Written exercise —
Could you recast the material, from its start through the line containing "[[400, 173], [439, 197], [439, 45], [401, 84]]", as a Markdown table with the columns Row and Line, one row per line and blank lines skipped? Leave the pictures out.

[Region annotation entries]

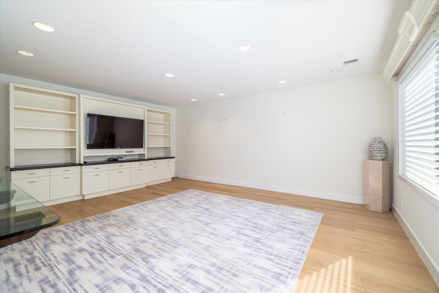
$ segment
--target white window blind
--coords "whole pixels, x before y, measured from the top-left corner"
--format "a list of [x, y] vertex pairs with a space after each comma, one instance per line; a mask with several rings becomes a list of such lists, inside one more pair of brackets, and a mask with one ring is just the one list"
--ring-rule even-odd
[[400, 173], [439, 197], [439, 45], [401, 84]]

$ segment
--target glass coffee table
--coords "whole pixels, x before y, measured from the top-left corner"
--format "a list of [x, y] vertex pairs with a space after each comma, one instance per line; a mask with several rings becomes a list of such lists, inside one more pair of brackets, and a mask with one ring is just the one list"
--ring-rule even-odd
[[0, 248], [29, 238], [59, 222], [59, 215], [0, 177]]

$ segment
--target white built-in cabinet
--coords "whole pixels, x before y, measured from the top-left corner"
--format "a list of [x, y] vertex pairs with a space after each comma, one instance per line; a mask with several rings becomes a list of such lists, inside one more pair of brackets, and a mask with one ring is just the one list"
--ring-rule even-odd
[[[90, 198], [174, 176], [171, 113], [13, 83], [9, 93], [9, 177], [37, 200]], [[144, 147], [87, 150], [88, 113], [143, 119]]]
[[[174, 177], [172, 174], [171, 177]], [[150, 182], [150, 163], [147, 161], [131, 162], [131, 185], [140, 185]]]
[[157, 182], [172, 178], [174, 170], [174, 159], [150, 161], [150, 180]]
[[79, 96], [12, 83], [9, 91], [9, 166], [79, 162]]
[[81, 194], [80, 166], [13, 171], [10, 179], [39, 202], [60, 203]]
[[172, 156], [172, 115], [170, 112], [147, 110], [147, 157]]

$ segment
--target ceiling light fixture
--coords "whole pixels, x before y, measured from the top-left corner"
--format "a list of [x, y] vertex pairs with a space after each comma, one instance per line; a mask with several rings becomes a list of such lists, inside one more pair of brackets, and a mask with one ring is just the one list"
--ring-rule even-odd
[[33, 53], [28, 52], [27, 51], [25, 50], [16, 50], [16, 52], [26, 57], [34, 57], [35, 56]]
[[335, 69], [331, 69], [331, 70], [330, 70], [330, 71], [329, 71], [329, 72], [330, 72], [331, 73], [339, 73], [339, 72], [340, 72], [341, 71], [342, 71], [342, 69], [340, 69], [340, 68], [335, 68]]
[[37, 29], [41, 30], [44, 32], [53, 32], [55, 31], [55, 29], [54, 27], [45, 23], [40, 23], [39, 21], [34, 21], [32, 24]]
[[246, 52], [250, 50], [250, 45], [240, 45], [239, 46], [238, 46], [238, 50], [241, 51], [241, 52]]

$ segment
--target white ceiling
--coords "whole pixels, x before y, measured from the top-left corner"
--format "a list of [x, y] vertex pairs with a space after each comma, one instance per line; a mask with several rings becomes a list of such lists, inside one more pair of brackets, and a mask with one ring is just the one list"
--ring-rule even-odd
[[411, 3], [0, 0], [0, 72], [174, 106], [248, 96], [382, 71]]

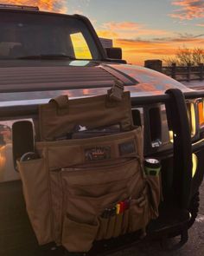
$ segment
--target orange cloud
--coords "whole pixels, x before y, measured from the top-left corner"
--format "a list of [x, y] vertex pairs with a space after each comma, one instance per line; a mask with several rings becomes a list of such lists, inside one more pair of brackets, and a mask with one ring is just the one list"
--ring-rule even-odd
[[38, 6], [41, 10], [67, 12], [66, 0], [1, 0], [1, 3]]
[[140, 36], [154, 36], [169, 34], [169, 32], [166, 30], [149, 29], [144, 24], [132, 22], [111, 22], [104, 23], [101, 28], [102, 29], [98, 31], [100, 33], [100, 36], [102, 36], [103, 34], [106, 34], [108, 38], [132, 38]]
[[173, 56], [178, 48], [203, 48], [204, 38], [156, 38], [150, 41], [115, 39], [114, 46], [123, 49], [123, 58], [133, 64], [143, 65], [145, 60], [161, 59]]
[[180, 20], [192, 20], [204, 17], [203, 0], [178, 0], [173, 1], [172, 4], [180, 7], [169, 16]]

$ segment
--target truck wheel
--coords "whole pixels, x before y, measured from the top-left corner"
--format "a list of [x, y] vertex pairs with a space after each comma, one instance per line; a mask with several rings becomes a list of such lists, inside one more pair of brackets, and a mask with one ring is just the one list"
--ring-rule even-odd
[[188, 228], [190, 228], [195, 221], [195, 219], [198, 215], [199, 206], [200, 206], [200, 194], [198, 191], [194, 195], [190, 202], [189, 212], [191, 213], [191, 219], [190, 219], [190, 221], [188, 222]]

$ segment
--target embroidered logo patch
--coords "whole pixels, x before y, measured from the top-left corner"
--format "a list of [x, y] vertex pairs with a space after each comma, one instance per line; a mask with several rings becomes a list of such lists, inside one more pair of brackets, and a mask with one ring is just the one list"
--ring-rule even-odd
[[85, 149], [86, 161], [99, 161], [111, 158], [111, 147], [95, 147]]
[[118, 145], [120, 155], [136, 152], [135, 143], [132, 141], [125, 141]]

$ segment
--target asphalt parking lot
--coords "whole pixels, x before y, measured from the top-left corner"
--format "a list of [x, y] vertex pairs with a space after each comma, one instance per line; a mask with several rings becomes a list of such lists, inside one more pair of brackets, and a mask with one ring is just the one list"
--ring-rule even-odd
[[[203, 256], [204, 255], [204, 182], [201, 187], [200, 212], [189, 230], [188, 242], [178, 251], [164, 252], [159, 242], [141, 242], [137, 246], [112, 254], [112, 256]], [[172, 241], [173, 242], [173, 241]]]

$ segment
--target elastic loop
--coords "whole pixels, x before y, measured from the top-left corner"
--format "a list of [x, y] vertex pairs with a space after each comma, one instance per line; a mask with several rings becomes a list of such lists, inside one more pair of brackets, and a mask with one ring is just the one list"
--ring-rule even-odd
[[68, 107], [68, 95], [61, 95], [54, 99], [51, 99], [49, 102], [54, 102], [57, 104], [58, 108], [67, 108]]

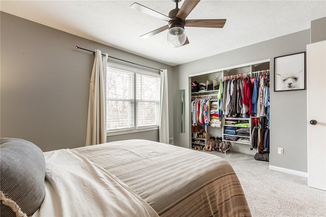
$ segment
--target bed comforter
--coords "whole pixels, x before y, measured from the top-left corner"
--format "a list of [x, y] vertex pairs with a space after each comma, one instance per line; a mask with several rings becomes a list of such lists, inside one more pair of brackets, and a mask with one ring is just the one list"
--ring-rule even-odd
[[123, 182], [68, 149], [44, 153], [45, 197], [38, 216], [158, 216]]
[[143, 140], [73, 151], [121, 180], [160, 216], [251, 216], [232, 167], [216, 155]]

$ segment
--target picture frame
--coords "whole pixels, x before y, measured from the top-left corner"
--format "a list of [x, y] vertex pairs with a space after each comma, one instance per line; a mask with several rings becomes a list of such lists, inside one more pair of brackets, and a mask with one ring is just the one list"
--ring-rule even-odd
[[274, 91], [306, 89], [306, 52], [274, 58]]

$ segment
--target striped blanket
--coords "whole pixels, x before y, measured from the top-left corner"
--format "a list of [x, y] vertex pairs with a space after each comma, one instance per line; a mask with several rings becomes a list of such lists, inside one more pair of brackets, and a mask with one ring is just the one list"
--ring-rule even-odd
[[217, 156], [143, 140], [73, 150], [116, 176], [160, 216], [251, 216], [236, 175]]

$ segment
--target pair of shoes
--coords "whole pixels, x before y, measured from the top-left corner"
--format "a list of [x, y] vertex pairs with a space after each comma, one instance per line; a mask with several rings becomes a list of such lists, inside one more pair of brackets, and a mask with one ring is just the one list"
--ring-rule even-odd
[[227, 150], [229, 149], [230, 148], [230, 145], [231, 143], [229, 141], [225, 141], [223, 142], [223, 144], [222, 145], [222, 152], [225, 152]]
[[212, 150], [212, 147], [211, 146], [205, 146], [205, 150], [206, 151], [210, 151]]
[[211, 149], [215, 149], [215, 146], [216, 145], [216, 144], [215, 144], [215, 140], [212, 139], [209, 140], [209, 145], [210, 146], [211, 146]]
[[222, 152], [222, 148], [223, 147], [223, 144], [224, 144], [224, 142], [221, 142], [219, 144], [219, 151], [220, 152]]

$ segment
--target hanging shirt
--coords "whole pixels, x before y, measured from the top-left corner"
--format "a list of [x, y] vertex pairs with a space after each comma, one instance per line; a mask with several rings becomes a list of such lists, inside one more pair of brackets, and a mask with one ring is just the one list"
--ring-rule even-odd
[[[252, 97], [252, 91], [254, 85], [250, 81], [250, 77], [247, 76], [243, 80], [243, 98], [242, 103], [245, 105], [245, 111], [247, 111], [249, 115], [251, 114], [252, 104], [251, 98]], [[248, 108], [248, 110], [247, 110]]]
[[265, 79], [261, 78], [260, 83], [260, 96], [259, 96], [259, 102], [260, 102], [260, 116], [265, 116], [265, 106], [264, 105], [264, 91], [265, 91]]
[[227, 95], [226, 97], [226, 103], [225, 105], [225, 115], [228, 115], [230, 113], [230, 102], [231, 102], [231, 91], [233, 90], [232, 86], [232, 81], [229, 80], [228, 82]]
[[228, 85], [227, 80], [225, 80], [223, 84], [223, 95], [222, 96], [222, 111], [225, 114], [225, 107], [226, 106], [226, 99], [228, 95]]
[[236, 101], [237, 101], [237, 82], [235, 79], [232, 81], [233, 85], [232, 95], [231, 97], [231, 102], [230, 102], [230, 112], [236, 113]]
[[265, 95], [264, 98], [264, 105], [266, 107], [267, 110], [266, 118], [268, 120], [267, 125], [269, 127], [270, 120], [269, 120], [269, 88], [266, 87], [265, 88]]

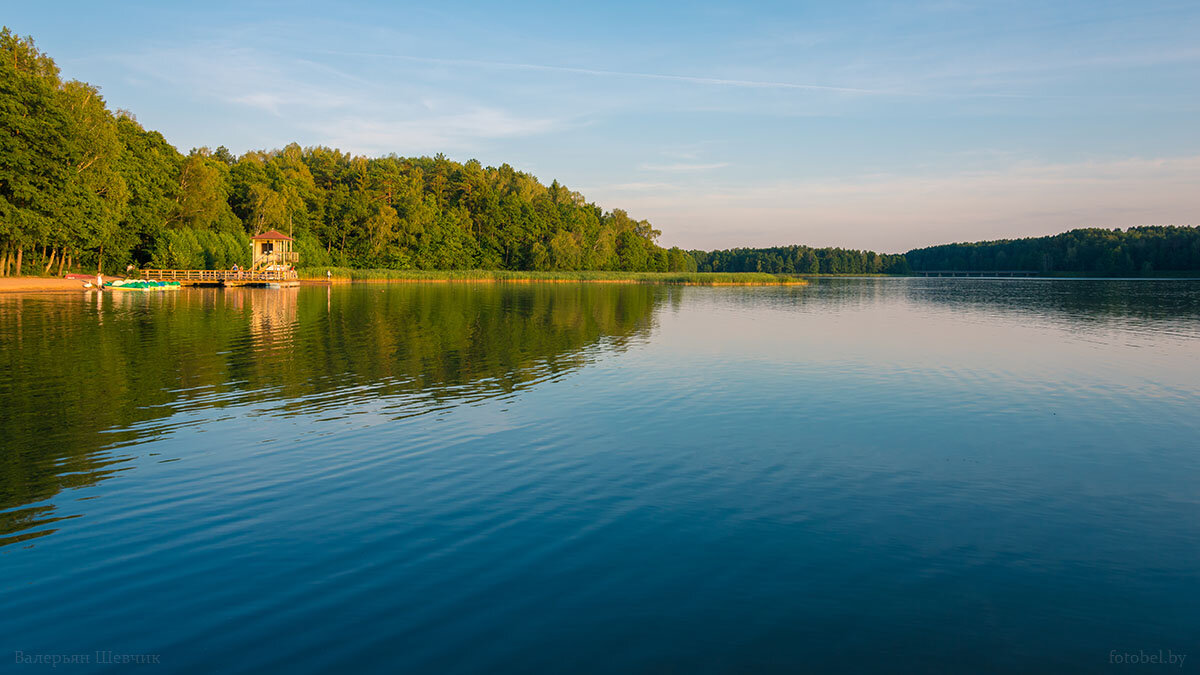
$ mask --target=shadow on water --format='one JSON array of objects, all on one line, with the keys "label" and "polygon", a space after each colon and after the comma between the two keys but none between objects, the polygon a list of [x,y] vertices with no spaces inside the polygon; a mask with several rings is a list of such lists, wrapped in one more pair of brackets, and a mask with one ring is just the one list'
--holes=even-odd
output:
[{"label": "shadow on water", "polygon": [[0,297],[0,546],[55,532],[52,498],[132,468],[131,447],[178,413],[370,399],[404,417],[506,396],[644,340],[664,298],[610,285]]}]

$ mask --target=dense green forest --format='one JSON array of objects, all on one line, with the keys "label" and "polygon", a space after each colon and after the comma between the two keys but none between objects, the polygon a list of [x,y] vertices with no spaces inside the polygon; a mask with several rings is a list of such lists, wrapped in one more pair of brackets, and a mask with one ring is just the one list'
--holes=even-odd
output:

Expected answer —
| Row | Line |
|---|---|
| 1 | $ segment |
| 2 | --target white window blind |
| 3 | --coords "whole pixels, x before y, measured from the top-left corner" |
| 4 | --format "a list of [x, y] vertex pairs with a space after each comma, one instance per line; a mask with several rings becomes a list of such lists, inside one more pair of brackets, and a mask with one ring is just the one list" |
| 5 | --ring-rule even-odd |
| 6 | [[400, 173], [439, 197], [439, 45], [401, 84]] |